» **Short exercise a**: Reproduce the part of the entries that opens with the line containing "Identify the wood" and closes with the line containing "[0, 222, 298, 427]", keeping every line unchanged.

» **Text passage**:
Monday, June 22, 2020





REVISITING 
THE CIRCUIT COURT ORDER



Everyone expects Judge Dickson's Order of June 19 to be appealed to the South Carolina Court of Appeals, even Judge Dickson. I heard him say, more than once, in the hearings that he knew whatever he decided would be appealed. In fact, Dickson wrote in his Order, page 4, footnote 2, "This motion [on Betterments] remains outstanding pending a final decision in this case." He knew his decision of last Friday would not be final. I cannot speak for anyone else, but I think it's a safe bet the Episcopal Church lawyers are busy today preparing an appeal. What will be appealed is Judge Dickson's Order of June 19, 2020. Therefore, it is timely now to revisit this Order and get some perspective on its chances before the appeals court. The Order itself will be the matter before the court.

The fundamental question before the appeals court will be whether the circuit court properly interpreted the South Carolina Supreme Court decision of August 2, 2017. The circuit court was under a Remittitur from the SCSC.

Find a copy of the SCSC decision of Aug. 2, 2017 here .

Find a copy of the circuit court decision of June 19, 2020 here .

The basic issue at stake was, and is, the ownership of the properties, particularly the 28 parishes and Camp St. Christopher. The Church lawyers said they belonged to the Episcopal Church and its diocese. The disassociated lawyers said they belonged to themselves and their diocese. This is the essential issue at stake in the state court proceedings.

The two sides regarded the SCSC Opinion entirely differently. The Episcopal Church side maintained that the SCSC clearly recognized Episcopal Church ownership of the 28 and the Camp and that it ordered the circuit court to implement the transfer of possession. The other side (they call themselves the Anglican Diocese of South Carolina, so we will refer to them as ADSC) argued that the SCSC decision did not make a clear order and that the circuit court had to decide the outcome by determining the "Collective Opinion" which would appear in the "intent" of the five justices since they all wrote separate opinions. Therefore, ADSC called on Dickson to resolve for himself the Collective Opinion which he would then implement. In short, EDSC said Dickson had to implement the three majority decisions while ADSC said Dickson had to decide himself what the SCSC ordered.

The three SCSC majority rulings were listed on page 77 of the Aug. 2 Opinion. They clearly stated the majority conclusions recognizing Episcopal Church ownership of the 28 parishes and the Camp. The ADSC argued that these were not authoritative, but only opinions of former Chief Justice Jean Toal and were only given in a footnote at the end of her lengthy part of the paper. So, whether these three were actually orders of the court remained controversial.

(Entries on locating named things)

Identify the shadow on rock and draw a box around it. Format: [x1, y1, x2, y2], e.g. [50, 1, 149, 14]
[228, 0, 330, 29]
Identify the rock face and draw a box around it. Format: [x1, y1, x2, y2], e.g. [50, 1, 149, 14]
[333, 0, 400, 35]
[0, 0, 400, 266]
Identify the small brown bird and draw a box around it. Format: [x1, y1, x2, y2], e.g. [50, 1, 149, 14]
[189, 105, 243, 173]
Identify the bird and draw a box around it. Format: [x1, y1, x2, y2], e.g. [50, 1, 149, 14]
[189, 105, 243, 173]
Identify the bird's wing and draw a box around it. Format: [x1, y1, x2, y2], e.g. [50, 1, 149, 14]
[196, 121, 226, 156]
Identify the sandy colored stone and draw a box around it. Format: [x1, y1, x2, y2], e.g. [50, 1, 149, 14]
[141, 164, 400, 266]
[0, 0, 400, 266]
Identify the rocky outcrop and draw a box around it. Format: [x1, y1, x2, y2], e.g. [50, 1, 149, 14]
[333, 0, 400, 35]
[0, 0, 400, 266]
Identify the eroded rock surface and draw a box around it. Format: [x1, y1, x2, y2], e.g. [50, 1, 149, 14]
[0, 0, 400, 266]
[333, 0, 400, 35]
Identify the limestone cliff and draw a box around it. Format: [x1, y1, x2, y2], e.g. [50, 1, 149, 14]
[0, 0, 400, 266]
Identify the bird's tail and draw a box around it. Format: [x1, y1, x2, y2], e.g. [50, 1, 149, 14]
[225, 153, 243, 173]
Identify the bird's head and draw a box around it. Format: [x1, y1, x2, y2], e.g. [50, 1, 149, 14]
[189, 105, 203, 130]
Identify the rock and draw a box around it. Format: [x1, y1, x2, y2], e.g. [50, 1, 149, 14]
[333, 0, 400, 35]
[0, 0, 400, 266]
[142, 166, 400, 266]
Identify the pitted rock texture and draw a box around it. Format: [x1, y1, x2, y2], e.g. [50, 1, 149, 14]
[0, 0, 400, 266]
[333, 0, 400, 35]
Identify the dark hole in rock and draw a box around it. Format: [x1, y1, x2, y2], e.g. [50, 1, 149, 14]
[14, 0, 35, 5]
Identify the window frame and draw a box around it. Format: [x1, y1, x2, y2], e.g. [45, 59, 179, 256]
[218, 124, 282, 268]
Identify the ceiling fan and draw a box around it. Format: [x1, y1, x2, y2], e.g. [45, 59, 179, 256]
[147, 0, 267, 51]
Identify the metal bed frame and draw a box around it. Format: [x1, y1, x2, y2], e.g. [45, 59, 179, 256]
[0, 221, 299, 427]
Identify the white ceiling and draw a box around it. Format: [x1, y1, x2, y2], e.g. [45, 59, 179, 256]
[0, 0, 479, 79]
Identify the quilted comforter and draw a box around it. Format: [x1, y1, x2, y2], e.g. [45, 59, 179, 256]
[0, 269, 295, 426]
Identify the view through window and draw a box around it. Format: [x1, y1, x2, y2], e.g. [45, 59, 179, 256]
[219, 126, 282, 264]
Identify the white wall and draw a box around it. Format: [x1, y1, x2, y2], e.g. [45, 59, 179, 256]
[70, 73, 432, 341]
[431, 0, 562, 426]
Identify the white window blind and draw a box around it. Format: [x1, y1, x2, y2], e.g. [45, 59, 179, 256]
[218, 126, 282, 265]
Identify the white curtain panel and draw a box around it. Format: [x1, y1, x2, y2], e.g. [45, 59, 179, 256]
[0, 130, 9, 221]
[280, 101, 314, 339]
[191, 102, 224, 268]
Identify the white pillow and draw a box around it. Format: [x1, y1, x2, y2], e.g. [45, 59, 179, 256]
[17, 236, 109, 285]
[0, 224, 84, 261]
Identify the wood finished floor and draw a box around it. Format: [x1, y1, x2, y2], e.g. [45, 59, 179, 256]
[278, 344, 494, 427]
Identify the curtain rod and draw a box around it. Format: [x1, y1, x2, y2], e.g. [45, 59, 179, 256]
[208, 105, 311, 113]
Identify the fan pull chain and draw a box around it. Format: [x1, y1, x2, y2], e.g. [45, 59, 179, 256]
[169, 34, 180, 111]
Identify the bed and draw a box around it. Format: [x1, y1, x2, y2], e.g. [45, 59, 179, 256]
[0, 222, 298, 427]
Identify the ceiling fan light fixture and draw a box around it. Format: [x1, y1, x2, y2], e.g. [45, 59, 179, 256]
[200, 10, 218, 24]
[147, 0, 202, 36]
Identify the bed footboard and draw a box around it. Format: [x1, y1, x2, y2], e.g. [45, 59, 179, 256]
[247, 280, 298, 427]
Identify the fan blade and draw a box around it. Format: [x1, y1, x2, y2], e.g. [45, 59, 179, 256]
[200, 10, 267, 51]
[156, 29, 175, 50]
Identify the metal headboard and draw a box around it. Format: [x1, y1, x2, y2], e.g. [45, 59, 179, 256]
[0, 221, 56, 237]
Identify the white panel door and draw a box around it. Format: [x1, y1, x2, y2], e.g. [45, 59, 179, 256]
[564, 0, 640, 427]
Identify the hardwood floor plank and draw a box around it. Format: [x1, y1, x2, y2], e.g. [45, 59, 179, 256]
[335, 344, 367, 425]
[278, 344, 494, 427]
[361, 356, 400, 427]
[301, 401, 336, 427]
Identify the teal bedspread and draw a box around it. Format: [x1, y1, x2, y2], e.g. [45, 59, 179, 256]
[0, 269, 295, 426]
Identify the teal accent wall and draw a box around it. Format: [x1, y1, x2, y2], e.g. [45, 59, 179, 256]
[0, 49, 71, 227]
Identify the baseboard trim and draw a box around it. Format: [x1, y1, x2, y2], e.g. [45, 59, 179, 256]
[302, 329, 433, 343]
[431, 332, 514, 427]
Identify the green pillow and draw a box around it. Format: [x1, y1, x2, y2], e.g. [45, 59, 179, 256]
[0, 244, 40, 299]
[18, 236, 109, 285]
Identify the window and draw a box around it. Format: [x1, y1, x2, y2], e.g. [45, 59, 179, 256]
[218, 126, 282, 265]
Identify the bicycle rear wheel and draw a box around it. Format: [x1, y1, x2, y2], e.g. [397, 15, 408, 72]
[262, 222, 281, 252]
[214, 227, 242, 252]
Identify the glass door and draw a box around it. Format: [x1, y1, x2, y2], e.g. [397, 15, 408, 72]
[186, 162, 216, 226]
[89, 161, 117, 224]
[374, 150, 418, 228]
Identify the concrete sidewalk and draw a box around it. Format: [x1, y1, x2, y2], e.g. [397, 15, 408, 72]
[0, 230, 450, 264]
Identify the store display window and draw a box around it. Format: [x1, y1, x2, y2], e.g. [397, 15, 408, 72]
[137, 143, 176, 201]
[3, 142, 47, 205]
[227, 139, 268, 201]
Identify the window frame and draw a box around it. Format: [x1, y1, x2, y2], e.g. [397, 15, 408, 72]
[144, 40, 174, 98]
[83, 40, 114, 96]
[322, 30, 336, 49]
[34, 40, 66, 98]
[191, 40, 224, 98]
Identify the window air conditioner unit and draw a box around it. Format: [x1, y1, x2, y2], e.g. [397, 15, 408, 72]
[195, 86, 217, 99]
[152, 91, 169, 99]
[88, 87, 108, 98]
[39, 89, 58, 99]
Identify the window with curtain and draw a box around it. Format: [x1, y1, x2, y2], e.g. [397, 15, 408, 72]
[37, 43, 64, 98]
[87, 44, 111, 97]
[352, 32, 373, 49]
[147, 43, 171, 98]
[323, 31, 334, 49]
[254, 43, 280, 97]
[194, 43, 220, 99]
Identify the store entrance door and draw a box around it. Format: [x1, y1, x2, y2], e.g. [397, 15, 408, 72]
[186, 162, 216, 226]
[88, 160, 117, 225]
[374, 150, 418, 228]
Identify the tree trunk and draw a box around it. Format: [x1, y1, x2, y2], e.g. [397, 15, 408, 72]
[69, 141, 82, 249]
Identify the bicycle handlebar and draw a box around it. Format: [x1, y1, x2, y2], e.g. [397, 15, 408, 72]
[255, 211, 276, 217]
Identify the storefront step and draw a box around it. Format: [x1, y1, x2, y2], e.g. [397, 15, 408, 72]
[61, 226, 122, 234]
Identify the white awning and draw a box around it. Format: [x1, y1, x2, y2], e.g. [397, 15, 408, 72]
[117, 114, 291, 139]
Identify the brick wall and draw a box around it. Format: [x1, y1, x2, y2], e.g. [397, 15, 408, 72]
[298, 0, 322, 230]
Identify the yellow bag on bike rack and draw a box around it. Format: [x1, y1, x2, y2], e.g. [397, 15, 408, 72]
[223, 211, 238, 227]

» **Short exercise b**: Resume the commentary on the circuit court order in the South Carolina church property dispute, picking up right after its final sentence.

» **Task answer a**:
Identify the wood finished floor and draw a box around it. Format: [x1, y1, x2, y2], e.g. [45, 59, 179, 256]
[278, 344, 494, 427]
Identify the curtain rod and draw a box around it. Format: [x1, y1, x2, y2], e.g. [45, 59, 179, 256]
[208, 105, 311, 113]
Identify the fan pull chain and draw a box around it. Format: [x1, y1, x2, y2], e.g. [45, 59, 179, 256]
[169, 34, 180, 111]
Identify the bed and draw a box around it. Format: [x1, y1, x2, y2], e.g. [45, 59, 179, 256]
[0, 222, 298, 427]

» **Task answer b**:
However, on closer examination, there can be little doubt about authority. Toal was Chief Justice when this case appeared before the SC Supreme Court in 2015. She assigned herself to be in charge of the case. She was very much in charge in the hearing before the SCSC on Sept. 23, 2015, she dominated to room from start to finish, talking more than anyone, asking the most questions. Clearly, she saw this as her hour. Apparently, she was hoping this case would validate her All Saints ruling (it did not) of 2009. This would be the icing on the cake of her long and distinguished career on the bench. She wrote the longest, most detailed of the five separate opinions. At the last sentence of her part, on page 76, she gave a footnote that summarized the work of the SCSC in this case. This is where she clearly described the court's majority decisions:

However, we [Kittredge and Toal] are in the minority, because a different majority of the Court---consisting of Chief Justice Beatty, Justice Hearn, and Acting Justice Pleicones---would reverse the trial court and transfer title of all but eight of the plaintiffs' properties to the defendants...Chief Justice Beatty would do so because he believes all but eight of the plaintiffs acceded to the Dennis Canon in a manner recognizable under South Carolina trust law."

The idea that this is only Toal's personal opinion is not borne out by the wording and the context. As overseer of this case, she was clearly summarizing the work of the court. Her listing of the three majority decision on page 77 could not be plainer. It is perfectly clear she meant this to be definitive.

However, ADSC refused to accept the three decisions as definitive. They said the meaning of the decision had to be worked out by examining the Collective Opinion, that is the whole body of the 77-page Opinion. They said this could only be done by determining the intent of the justices. Intent raised two problems. Intent is often entirely subjective. How could anyone really discern intent unless it was expressly spelled out which it rarely is? Intent would almost always be debatable. Moreover, supreme court decisions rest on their conclusions, not the intent of the justices. It is only the final order than matters, not how the justices reached that point. So, intent is always difficult to prove under the law.

Nevertheless, for the sake of argument, we will assume that the SCSC decision must be resolved by discerning the Collective Opinion of the five justices. To determine this, one would have to look at each one of the five opinions and decide what the collective would be. Since property is the core issue, let us look at each of the five opinions in the SCSC paper on ownership of the properties:

1. PLEICONES. Wrote the majority opinion. Upheld TEC across the board. I would overrule All Saints to the extent it held the Dennis Canon and the diocesan equivalent did not create effective trusts in South Carolina... (p. 19). He said TEC owned the parishes and the Camp without question.

2. HEARN. Agreed with Pleicones. I would find South Carolina's doctrine of constructive trusts would operate to impose a trust in favor of the National Church. (p. 31). She too found TEC owned the parishes and the Camp without question.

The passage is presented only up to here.